• [STATED PROBLEM]: Multiply every point coordinate in the answers by 1.6, rounding to whole numbers with halves rounded up, and write the data out again from its first line through the line that contains "[(222, 80), (270, 82)]". Keep the requests, and leave their numbers and format samples unchanged.

• [ENTRIES SHOWN]:
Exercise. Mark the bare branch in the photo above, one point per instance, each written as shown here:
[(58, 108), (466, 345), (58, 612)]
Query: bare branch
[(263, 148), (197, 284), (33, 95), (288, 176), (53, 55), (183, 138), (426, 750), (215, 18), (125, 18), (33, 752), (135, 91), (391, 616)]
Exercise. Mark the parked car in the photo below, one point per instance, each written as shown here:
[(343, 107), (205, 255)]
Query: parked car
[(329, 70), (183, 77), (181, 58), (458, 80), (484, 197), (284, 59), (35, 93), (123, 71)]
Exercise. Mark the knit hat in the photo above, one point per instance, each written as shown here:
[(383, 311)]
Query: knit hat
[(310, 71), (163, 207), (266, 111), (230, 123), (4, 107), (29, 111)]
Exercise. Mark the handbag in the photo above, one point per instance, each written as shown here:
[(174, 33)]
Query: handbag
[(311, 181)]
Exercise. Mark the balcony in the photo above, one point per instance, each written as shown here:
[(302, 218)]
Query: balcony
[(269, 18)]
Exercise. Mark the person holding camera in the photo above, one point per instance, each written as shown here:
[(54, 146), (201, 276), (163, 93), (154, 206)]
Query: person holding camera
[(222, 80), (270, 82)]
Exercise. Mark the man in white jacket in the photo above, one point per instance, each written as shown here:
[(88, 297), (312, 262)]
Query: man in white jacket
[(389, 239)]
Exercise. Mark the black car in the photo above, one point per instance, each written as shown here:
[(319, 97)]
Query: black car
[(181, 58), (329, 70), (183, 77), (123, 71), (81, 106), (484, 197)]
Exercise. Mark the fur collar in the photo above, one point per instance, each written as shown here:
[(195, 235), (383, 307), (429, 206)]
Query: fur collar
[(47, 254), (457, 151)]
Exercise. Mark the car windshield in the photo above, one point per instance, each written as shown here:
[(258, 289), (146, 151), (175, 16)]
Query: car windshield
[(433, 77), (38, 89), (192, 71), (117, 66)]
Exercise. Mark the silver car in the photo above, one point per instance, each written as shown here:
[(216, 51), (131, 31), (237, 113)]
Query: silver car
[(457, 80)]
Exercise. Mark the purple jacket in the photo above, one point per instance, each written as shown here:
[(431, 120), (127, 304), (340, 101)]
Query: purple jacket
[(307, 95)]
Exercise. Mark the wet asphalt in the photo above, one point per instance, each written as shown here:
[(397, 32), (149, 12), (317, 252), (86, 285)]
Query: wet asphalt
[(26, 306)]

• [CORRECT RESULT]:
Exercise. Mark the bare branch in the photo above, one point per instance, each written as shown here:
[(58, 108), (466, 345), (58, 612)]
Query: bare branch
[(421, 237), (315, 454), (53, 152), (461, 282), (85, 88), (293, 221), (682, 1200), (344, 29), (200, 29), (53, 1203), (216, 146), (626, 986)]
Exercise. Mark the parked car in the photo below, one point per instance, each written as shown here:
[(343, 107), (205, 255)]
Query: parked car
[(526, 112), (293, 123), (290, 93), (733, 128), (774, 315), (454, 94), (56, 149), (197, 114)]
Exercise. Mark the knit hat in the photo above, one point per instance, each written as shown here:
[(383, 311)]
Query: knit hat
[(496, 114), (261, 331), (426, 178), (368, 197), (6, 171), (46, 178)]
Exercise. Mark the handbag in the photo above, one point per instance, each written as shown here:
[(174, 33)]
Query: handbag
[(498, 290)]
Exercise. Mark the balcony in the photo above, one point per instance, each written as shown here:
[(302, 218)]
Query: balcony
[(430, 29)]
Exercise. Mark the person holding camera in the photo above, one point per instance, each written as shown here:
[(54, 146), (201, 276), (163, 93), (154, 206)]
Query: person holding camera
[(355, 128), (432, 131)]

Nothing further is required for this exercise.